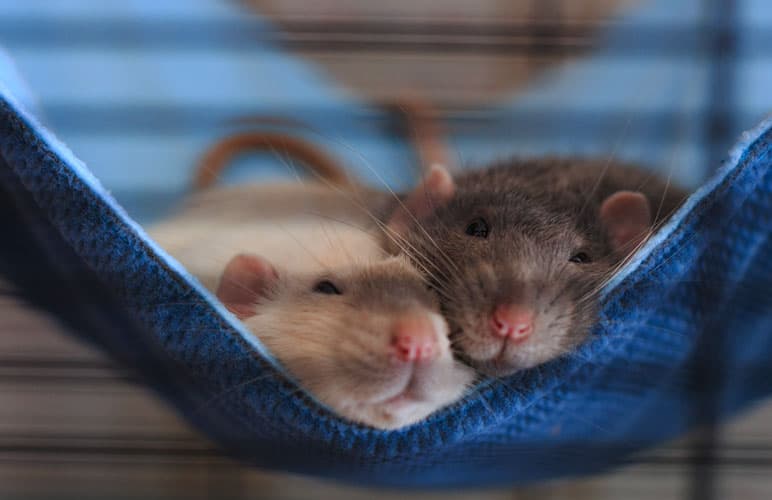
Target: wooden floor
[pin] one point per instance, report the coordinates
(73, 425)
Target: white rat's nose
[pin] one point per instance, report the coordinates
(414, 338)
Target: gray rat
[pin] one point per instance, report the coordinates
(518, 251)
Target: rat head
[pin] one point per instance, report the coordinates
(517, 269)
(366, 340)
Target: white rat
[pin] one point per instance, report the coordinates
(359, 330)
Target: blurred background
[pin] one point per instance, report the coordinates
(138, 89)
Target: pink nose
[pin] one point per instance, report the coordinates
(414, 339)
(512, 321)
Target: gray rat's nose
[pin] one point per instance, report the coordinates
(512, 321)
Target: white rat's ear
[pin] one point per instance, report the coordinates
(626, 216)
(245, 279)
(434, 191)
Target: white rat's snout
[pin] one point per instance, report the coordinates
(419, 338)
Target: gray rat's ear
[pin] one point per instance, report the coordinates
(626, 216)
(245, 279)
(437, 188)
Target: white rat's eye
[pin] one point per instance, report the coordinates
(326, 287)
(580, 258)
(478, 228)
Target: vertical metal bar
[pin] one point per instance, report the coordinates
(720, 31)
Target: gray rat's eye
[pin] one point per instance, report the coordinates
(326, 287)
(477, 228)
(580, 258)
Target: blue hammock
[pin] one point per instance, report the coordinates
(685, 335)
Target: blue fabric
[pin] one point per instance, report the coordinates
(698, 296)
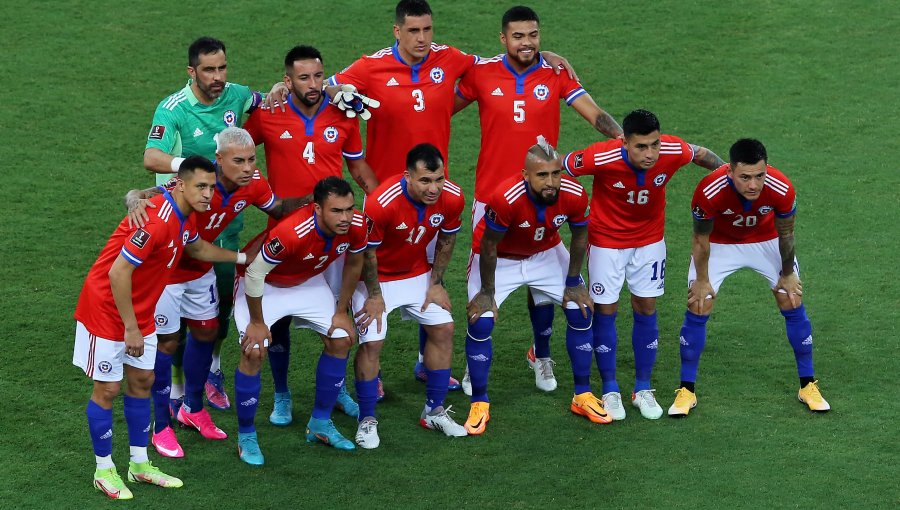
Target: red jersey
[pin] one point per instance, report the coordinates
(301, 151)
(628, 205)
(223, 208)
(154, 249)
(401, 228)
(530, 228)
(738, 220)
(302, 251)
(416, 102)
(514, 109)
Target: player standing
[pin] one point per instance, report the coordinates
(626, 237)
(744, 217)
(517, 243)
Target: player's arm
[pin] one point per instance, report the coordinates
(596, 116)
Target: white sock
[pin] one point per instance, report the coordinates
(139, 454)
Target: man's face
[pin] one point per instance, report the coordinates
(748, 179)
(424, 185)
(543, 178)
(304, 80)
(414, 37)
(335, 214)
(237, 163)
(210, 74)
(522, 40)
(643, 150)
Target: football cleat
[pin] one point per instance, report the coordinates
(248, 449)
(146, 472)
(110, 483)
(612, 402)
(479, 415)
(367, 433)
(281, 412)
(202, 421)
(587, 405)
(439, 419)
(346, 404)
(215, 391)
(323, 431)
(685, 400)
(646, 402)
(166, 443)
(811, 396)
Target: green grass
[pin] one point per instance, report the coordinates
(815, 81)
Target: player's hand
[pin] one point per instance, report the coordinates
(372, 310)
(558, 63)
(701, 294)
(481, 304)
(257, 336)
(580, 296)
(352, 103)
(792, 286)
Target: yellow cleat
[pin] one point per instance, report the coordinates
(810, 396)
(685, 400)
(589, 406)
(479, 415)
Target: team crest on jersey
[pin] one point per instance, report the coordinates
(230, 118)
(330, 134)
(437, 75)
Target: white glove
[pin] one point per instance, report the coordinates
(352, 103)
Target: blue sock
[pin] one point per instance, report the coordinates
(436, 387)
(100, 427)
(579, 344)
(479, 353)
(693, 340)
(137, 417)
(645, 342)
(367, 397)
(162, 387)
(542, 327)
(246, 393)
(605, 342)
(280, 353)
(799, 331)
(197, 359)
(330, 373)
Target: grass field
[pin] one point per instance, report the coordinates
(816, 81)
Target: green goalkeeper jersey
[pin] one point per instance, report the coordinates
(183, 126)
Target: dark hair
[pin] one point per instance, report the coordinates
(331, 186)
(518, 13)
(640, 122)
(427, 154)
(301, 53)
(411, 8)
(747, 151)
(203, 46)
(194, 163)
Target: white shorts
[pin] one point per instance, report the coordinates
(197, 299)
(725, 259)
(644, 269)
(102, 359)
(311, 304)
(544, 273)
(408, 295)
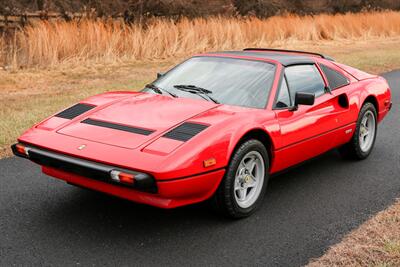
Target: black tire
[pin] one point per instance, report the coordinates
(352, 150)
(224, 199)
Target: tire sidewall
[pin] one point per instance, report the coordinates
(356, 140)
(229, 179)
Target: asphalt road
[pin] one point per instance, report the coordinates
(44, 221)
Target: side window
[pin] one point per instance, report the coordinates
(335, 79)
(304, 78)
(283, 99)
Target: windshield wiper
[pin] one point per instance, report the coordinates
(159, 90)
(196, 90)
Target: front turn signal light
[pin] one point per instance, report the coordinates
(22, 149)
(122, 177)
(209, 162)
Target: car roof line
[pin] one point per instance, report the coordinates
(289, 51)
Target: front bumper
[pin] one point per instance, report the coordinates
(146, 189)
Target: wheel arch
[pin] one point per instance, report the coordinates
(373, 100)
(260, 135)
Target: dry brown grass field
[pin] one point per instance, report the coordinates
(48, 66)
(52, 43)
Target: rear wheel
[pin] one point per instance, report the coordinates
(363, 140)
(243, 187)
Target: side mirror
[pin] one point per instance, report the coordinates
(302, 98)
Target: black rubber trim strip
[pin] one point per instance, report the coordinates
(119, 127)
(190, 176)
(74, 111)
(315, 136)
(86, 168)
(185, 131)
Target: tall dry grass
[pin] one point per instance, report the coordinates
(46, 43)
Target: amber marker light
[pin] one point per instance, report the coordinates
(122, 177)
(22, 149)
(209, 162)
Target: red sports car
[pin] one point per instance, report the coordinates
(215, 126)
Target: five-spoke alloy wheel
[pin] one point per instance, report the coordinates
(363, 140)
(243, 187)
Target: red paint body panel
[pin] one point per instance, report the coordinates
(177, 166)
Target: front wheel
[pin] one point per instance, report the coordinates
(363, 140)
(243, 187)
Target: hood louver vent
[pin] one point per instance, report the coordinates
(74, 111)
(185, 131)
(119, 127)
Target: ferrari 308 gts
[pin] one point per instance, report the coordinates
(216, 127)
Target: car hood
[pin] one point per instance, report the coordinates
(135, 120)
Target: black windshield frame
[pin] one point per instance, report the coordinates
(269, 89)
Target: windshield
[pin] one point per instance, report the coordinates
(224, 80)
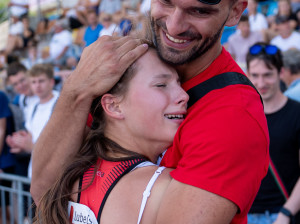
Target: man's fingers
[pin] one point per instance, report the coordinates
(133, 55)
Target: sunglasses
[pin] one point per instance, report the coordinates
(258, 48)
(210, 2)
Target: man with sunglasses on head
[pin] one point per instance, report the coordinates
(278, 199)
(220, 152)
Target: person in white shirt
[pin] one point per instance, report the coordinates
(60, 43)
(42, 82)
(287, 38)
(109, 28)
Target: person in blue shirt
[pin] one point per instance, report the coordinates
(92, 31)
(7, 160)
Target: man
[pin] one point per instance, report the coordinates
(16, 75)
(239, 42)
(212, 151)
(93, 29)
(42, 82)
(287, 38)
(291, 73)
(283, 116)
(60, 43)
(258, 22)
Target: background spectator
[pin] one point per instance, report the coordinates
(258, 22)
(287, 38)
(239, 43)
(109, 27)
(279, 193)
(291, 73)
(93, 29)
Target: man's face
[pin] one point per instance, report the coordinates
(244, 27)
(41, 86)
(265, 79)
(20, 83)
(186, 29)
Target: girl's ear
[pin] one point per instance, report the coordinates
(111, 106)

※

Directive
Please transcribe all of the records above word for word, and leave the pictures out of your answer.

Completed task
Target: wooden floor
[pin] one point per instance, report the coordinates
(73, 425)
Target: white rat's nose
[pin] one point per instance, report the coordinates
(414, 338)
Target: gray rat
[pin] one point per instance, report the coordinates
(518, 251)
Target: rat head
[pin] one point per instance, report the coordinates
(517, 269)
(366, 340)
Target: white rat
[pin] one point per instance, report the coordinates
(359, 330)
Target: blurred background
[pin] one point per instance, report the coordinates
(138, 89)
Target: pink nose
[pin] one point per instance, report the coordinates
(414, 339)
(512, 321)
Target: gray rat's nose
[pin] one point per instance, report the coordinates
(512, 321)
Target: white rat's ear
[pin] one point per instance, report the coordinates
(626, 216)
(245, 279)
(434, 191)
Target: white rat's snout
[pin] one point per instance, report the coordinates
(419, 338)
Target: gray rat's ear
[pin] one point per instance, report the coordinates
(626, 216)
(245, 279)
(437, 188)
Target: white rat's eye
[pin] one point per instance, report the coordinates
(326, 287)
(580, 258)
(478, 228)
Target: vertical metal bar
[pin] one point per instance, report the coordinates
(720, 31)
Target: gray rat's eye
[pin] one point per instance, report the coordinates
(326, 287)
(477, 228)
(580, 258)
Target: blue hammock
[pin] one point per instance, report the coordinates
(685, 335)
Target: blue fabric
[pin] one point per instance, report the coordinates
(698, 296)
Target: red jersey
[pin] one point per instance, report the coordinates
(301, 151)
(628, 205)
(223, 208)
(154, 249)
(401, 228)
(530, 228)
(738, 220)
(302, 251)
(416, 102)
(514, 109)
Target: player standing
[pin] one point per instance, report the coordinates
(626, 237)
(744, 217)
(517, 243)
Target: player's arm
[pin] one point per instance, report the coordinates
(596, 116)
Target: white sock
[pin] one point per instance, report the coordinates
(139, 454)
Target: man's face
[pin] one point per instance, report the coordinates
(748, 179)
(424, 185)
(543, 178)
(304, 80)
(414, 37)
(335, 214)
(237, 163)
(210, 74)
(522, 40)
(643, 150)
Target: football cleat
[pin] one point per instance, report the coordinates
(248, 449)
(146, 472)
(110, 483)
(612, 402)
(479, 415)
(367, 433)
(281, 412)
(202, 421)
(587, 405)
(439, 419)
(346, 404)
(215, 391)
(323, 431)
(685, 400)
(646, 402)
(166, 443)
(811, 396)
Target: green grass
[pin] one point per instance, report the coordinates
(815, 81)
Target: player's hand
[pin] one point per instance, report the coordinates
(372, 310)
(558, 63)
(701, 294)
(481, 304)
(257, 336)
(580, 296)
(352, 103)
(792, 286)
Target: yellow cleat
[pin] one point per instance, report the coordinates
(810, 396)
(685, 400)
(589, 406)
(479, 415)
Target: team crest on jersey
[pin] one point per instance, report the coordinates
(230, 118)
(330, 134)
(437, 75)
Target: white glove
[pin] one point per instance, report the coordinates
(352, 103)
Target: blue sock
[pin] one point per instance, report the coordinates
(436, 387)
(100, 427)
(579, 344)
(479, 353)
(693, 340)
(137, 417)
(645, 342)
(367, 397)
(162, 387)
(542, 327)
(246, 393)
(605, 342)
(280, 353)
(799, 331)
(197, 359)
(330, 373)
Target: grass field
[pin] one point per instance, report the coordinates
(816, 81)
Target: green goalkeeper jersey
[pin] one point per instance, report the coordinates
(183, 126)
Target: dark hair
[pin] one point per instance, report the coordinates
(331, 186)
(518, 13)
(640, 122)
(427, 154)
(301, 53)
(411, 8)
(747, 151)
(203, 46)
(194, 163)
Target: white shorts
[pin] one point per instance, report the coordinates
(197, 299)
(725, 259)
(644, 269)
(102, 359)
(311, 304)
(544, 273)
(408, 295)
Target: black tire
[pin] one point per instance, report the coordinates
(352, 150)
(224, 199)
Target: tire sidewall
[pin] one point per instance, report the coordinates
(356, 140)
(229, 179)
Target: asphalt road
[pin] one point per instance, report the coordinates
(44, 221)
Target: side window
[pin] one point per instance, report the coordinates
(335, 79)
(304, 78)
(283, 99)
Target: windshield wiper
[pin] one point per instance, report the coordinates
(159, 90)
(196, 90)
Target: front turn signal light
[pin] one point per instance, report the coordinates
(22, 149)
(122, 177)
(209, 162)
Target: car roof line
[pin] one point per instance, report the coordinates
(289, 51)
Target: front bumper
[pin] one point per instance, report the coordinates
(146, 189)
Target: wheel arch
[pin] one point per instance, report the coordinates
(373, 100)
(260, 135)
Target: dry brown grass field
[pin] one point per instance, report the coordinates
(48, 66)
(52, 43)
Target: rear wheel
[pin] one point per instance, report the coordinates
(363, 140)
(243, 187)
Target: side mirror
[pin] one point per instance, report the coordinates
(302, 98)
Target: black rubber trim strip
[pin] one point per instance, report the coordinates
(119, 127)
(190, 176)
(74, 111)
(315, 136)
(86, 168)
(185, 131)
Target: tall dry grass
[pin] one point per instance, report the coordinates
(46, 43)
Target: amber marker light
[pin] one point per instance, report the coordinates
(122, 177)
(22, 149)
(209, 162)
Target: red sports car
[pin] one point per instance, report the coordinates
(215, 126)
Target: five-spoke alloy wheel
[pin] one point per instance, report the coordinates
(363, 140)
(243, 187)
Target: red paint body panel
[pin] one point per instance, report the coordinates
(177, 166)
Target: front wheel
[pin] one point per instance, report the coordinates
(363, 140)
(243, 187)
Target: hood louver vent
[pin] one point per instance, report the coordinates
(74, 111)
(185, 131)
(119, 127)
Target: ferrari 308 gts
[pin] one point per instance, report the coordinates
(216, 127)
Target: car hood
[pin] one point per instance, report the coordinates
(135, 120)
Target: black windshield frame
[pin] one point per instance, report the coordinates
(269, 89)
Target: windshield
[pin] one point per instance, report the coordinates
(224, 80)
Target: man's fingers
[pin] one point per instance, report the coordinates
(133, 55)
Target: sunglasses
[pin] one point per instance, report the coordinates
(258, 48)
(210, 2)
Target: man with sunglasses on head
[pin] one point per instance, report the coordinates
(278, 199)
(220, 152)
Target: person in white shirt
[pin] one point per instance, report the coordinates
(60, 43)
(42, 82)
(287, 38)
(109, 28)
Target: person in blue shirt
[pin] one point per instance, report the coordinates
(92, 31)
(7, 160)
Target: man
[pin] one point per instance, report the coordinates
(16, 75)
(239, 42)
(212, 151)
(93, 29)
(42, 82)
(287, 38)
(291, 73)
(283, 116)
(60, 43)
(258, 22)
Target: background spectator
[pin] one point per instance, report the coordinates
(258, 22)
(287, 38)
(239, 43)
(109, 27)
(279, 193)
(291, 73)
(93, 29)
Target: man's face
[pin] one point per instance, report the coordinates
(244, 27)
(41, 86)
(265, 79)
(20, 83)
(186, 29)
Target: girl's ear
[pin] one point per instance, report the coordinates
(111, 106)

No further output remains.